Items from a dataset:
^^^^^^^^^^^^^^^^

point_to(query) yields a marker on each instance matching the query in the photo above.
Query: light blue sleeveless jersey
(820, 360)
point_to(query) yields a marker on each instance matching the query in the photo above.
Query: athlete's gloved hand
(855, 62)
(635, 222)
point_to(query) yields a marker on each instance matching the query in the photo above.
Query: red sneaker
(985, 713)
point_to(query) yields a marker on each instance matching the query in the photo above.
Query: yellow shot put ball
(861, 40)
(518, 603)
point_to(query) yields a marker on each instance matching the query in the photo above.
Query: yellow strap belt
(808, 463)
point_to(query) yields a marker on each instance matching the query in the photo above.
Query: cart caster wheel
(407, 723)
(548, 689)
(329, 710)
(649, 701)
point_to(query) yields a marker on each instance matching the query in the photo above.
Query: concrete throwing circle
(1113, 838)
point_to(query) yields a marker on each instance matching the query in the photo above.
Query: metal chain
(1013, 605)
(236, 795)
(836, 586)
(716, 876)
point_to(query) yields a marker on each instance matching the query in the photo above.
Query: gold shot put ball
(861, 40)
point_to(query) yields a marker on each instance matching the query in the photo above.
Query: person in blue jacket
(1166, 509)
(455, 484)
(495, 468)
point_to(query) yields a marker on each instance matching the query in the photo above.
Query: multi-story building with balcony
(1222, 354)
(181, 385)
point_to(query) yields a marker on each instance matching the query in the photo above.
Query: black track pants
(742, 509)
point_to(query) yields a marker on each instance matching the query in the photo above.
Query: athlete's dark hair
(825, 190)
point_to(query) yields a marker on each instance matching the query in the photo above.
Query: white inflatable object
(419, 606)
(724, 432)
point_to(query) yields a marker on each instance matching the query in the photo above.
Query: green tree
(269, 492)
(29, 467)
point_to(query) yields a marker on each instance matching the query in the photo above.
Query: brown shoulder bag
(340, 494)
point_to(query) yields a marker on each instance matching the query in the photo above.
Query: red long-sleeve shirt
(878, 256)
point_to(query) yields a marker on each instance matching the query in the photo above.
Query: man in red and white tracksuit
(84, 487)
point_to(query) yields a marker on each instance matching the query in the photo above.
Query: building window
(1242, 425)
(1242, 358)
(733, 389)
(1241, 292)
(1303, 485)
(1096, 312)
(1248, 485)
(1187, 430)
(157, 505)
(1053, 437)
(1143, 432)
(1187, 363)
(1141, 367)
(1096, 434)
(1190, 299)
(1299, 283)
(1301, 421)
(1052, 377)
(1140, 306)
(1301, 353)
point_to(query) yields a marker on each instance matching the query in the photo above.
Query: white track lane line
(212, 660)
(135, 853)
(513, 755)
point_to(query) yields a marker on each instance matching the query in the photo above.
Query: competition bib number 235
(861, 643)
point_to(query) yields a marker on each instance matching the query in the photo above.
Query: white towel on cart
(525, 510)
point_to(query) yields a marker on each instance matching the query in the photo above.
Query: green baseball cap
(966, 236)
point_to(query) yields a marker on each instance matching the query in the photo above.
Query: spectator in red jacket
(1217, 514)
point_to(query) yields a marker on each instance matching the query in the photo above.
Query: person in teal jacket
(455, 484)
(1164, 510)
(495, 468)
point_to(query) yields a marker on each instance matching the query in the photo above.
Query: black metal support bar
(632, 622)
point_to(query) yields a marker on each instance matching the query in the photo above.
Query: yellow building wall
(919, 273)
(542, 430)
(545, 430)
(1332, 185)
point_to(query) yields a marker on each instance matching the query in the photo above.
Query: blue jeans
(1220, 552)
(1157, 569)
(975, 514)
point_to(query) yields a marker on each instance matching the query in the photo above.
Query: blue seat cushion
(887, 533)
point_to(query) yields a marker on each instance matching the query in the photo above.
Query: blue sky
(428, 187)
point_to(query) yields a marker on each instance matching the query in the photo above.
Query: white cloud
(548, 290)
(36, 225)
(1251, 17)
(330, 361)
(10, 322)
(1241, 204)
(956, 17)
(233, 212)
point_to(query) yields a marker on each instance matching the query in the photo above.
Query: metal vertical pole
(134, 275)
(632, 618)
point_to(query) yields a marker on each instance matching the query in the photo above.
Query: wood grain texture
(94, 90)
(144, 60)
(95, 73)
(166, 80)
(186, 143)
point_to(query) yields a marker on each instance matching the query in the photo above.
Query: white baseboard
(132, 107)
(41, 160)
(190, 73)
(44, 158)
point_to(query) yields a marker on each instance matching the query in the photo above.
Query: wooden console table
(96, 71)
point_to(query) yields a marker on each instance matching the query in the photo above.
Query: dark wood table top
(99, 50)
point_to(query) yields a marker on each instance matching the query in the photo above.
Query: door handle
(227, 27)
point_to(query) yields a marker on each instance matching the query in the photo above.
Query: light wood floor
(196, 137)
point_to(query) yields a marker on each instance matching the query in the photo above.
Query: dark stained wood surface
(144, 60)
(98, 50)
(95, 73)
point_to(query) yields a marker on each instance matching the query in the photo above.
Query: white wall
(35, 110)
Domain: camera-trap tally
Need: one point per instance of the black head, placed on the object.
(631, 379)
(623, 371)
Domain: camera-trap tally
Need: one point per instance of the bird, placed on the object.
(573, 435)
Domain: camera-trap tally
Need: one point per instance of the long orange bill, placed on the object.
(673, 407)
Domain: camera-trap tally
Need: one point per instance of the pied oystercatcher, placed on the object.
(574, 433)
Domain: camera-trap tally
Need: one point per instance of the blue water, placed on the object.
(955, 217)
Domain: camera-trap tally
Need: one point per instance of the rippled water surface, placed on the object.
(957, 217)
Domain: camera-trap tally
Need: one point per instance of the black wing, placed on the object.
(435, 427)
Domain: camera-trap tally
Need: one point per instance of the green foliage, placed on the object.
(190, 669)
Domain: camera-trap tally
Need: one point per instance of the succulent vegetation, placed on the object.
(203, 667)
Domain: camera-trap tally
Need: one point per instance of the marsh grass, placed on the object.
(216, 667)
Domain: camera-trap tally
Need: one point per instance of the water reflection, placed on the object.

^^^^^^^^^^^^^^^^

### EXERCISE OBJECTIVE
Reproduce every record word for word.

### TASK OUTPUT
point_to(query) yields a marker on each instance matching the query in the photo above.
Query: light blue sleeveless jersey
(820, 360)
point_to(query) yields a marker on each instance matching the query in the photo above.
Query: athlete's gloved hand
(855, 62)
(635, 222)
point_to(query) yields a marker on each instance matching the query in the photo above.
Query: red sneaker
(985, 713)
point_to(query) yields a marker on each instance matching the query in the photo above.
Query: yellow shot put ball
(861, 40)
(518, 603)
point_to(query) yields a marker on each instance matching the query in the photo above.
Query: yellow strap belt
(808, 463)
point_to(query) yields a marker on each instance matching the query in the photo above.
Query: cart caster wheel
(407, 723)
(548, 689)
(329, 710)
(649, 701)
point_to(query) yields a marker on each instance matching the query in the photo above.
Query: concrete throwing circle
(1113, 838)
point_to(query) yields a marker on each instance matching the query in the photo above.
Query: metal chain
(1013, 605)
(236, 795)
(836, 586)
(716, 876)
point_to(query) yields a marker on each instance matching the query in the photo above.
Query: gold shot put ball
(861, 40)
point_to(query) yields a marker on each instance matching the query in the photo above.
Query: person in blue jacket
(1166, 509)
(455, 484)
(495, 468)
point_to(query) yields a marker on each instance matching the query in the photo above.
Query: multi-story building with balcony
(1222, 354)
(181, 385)
point_to(query) yields a marker on each instance matching the query in the photo above.
Query: black track pants
(742, 509)
point_to(query) yields a marker on each instance matching the query in the photo above.
Query: athlete's dark hair
(825, 190)
point_to(query) yields a marker on each instance matching the query in the photo above.
Query: white inflatable object
(419, 606)
(724, 432)
point_to(query) yields a marker on each instance matching the query in the photo above.
Query: green tree
(269, 492)
(29, 467)
point_to(query) yields a marker on each instance matching the query in the photo above.
Query: brown shoulder bag
(340, 494)
point_to(query) yields a marker on each instance matching the query in the photo above.
Query: red long-sleeve shirt
(878, 256)
point_to(query) yields a marker on each instance matching the query in the photo above.
Query: man in red and white tracksuit
(84, 487)
point_to(query) yields a marker on each instance matching the query in the photo above.
Query: building window
(1242, 425)
(1242, 358)
(733, 389)
(1241, 292)
(1303, 485)
(1096, 312)
(1248, 485)
(1187, 430)
(157, 505)
(1053, 437)
(1143, 432)
(1187, 363)
(1141, 367)
(1096, 434)
(1190, 299)
(1299, 283)
(1301, 421)
(1052, 377)
(1140, 306)
(1301, 353)
point_to(query) yields a marker on each instance matching the query in the photo above.
Query: white track lane line
(212, 660)
(135, 853)
(513, 755)
point_to(query) yields a marker on each instance matching the query in the photo above.
Query: competition bib number 235
(861, 643)
point_to(query) yields a marker on each instance matching the query in the photo above.
Query: white towel on cart
(525, 510)
point_to(query) yields a marker on each instance matching the query in the photo above.
Query: green baseball cap
(966, 236)
point_to(query) yields a marker on each instance matching the query in the photo above.
Query: spectator in red jacket
(1217, 514)
point_to(query) yields a marker on each instance matching the query in the photo above.
Query: person in teal jacket
(455, 484)
(1164, 510)
(495, 468)
point_to(query) yields a marker on each instance matching the query in the photo above.
Query: black metal support bar
(632, 622)
point_to(query) yields a marker on each instance matching the query in the photo above.
Query: yellow building wall
(919, 273)
(542, 430)
(545, 430)
(1332, 185)
point_to(query) yields a marker on each instance matching the query in the photo above.
Query: blue jeans
(1220, 552)
(1157, 569)
(975, 514)
point_to(query) yields a marker on each instance matching the query in the photo above.
Query: blue seat cushion
(887, 533)
point_to(query) yields a marker on each instance matching the query in the photo above.
Query: blue sky
(428, 187)
point_to(query) yields a marker on each instance matching the query in the photo above.
Query: white cloud
(548, 290)
(36, 225)
(1251, 17)
(330, 361)
(10, 322)
(1241, 204)
(956, 17)
(233, 212)
point_to(query) yields a marker on each instance matching the query in the photo above.
Query: metal vertical pole
(134, 275)
(632, 618)
point_to(query) yields a marker on each instance matching the query in the photo above.
Query: wood grain texture
(94, 90)
(144, 60)
(95, 73)
(166, 80)
(186, 143)
point_to(query) yields a marker on each instance matching the query in the photo above.
Query: white baseboard
(132, 107)
(41, 160)
(190, 73)
(44, 158)
point_to(query) yields a marker on each instance matching the query in the photo above.
Query: wooden console table
(96, 71)
point_to(query) yields a marker on each instance matching the query in the photo above.
Query: dark wood table top
(99, 50)
point_to(query) yields a marker on each instance matching the query in the photo above.
Query: door handle
(227, 27)
point_to(query) yields a marker on each instance matching the query in the photo above.
Query: light wood floor
(196, 137)
point_to(query) yields a marker on each instance matching the query in the photo above.
Query: dark stained wood surface
(144, 60)
(98, 50)
(95, 73)
point_to(query) yields a marker on each instance matching the query in the photo above.
Query: white wall
(35, 110)
Domain: camera-trap tally
Need: one point per instance of the black head, placed on the object.
(631, 379)
(623, 371)
Domain: camera-trap tally
Need: one point per instance of the bird, placed on the object.
(573, 435)
Domain: camera-trap tally
Need: one point per instance of the long orange bill, placed on the object.
(673, 407)
Domain: camera-trap tally
Need: one point per instance of the pied oystercatcher, placed on the object.
(574, 433)
Domain: camera-trap tally
Need: one point per instance of the blue water, placed on the object.
(955, 217)
Domain: camera-trap tally
Need: one point per instance of the rippled water surface, placed on the object.
(957, 217)
Domain: camera-trap tally
Need: one point per instance of the black wing, placed on the object.
(435, 427)
Domain: camera-trap tally
Need: one point per instance of the green foliage, placed on the object.
(190, 669)
Domain: camera-trap tally
Need: one point per instance of the succulent vegetation, placed on the object.
(203, 667)
Domain: camera-trap tally
Need: one point per instance of the marsh grass, placed on the object.
(216, 667)
Domain: camera-trap tally
Need: one point per instance of the water reflection, placed on the object.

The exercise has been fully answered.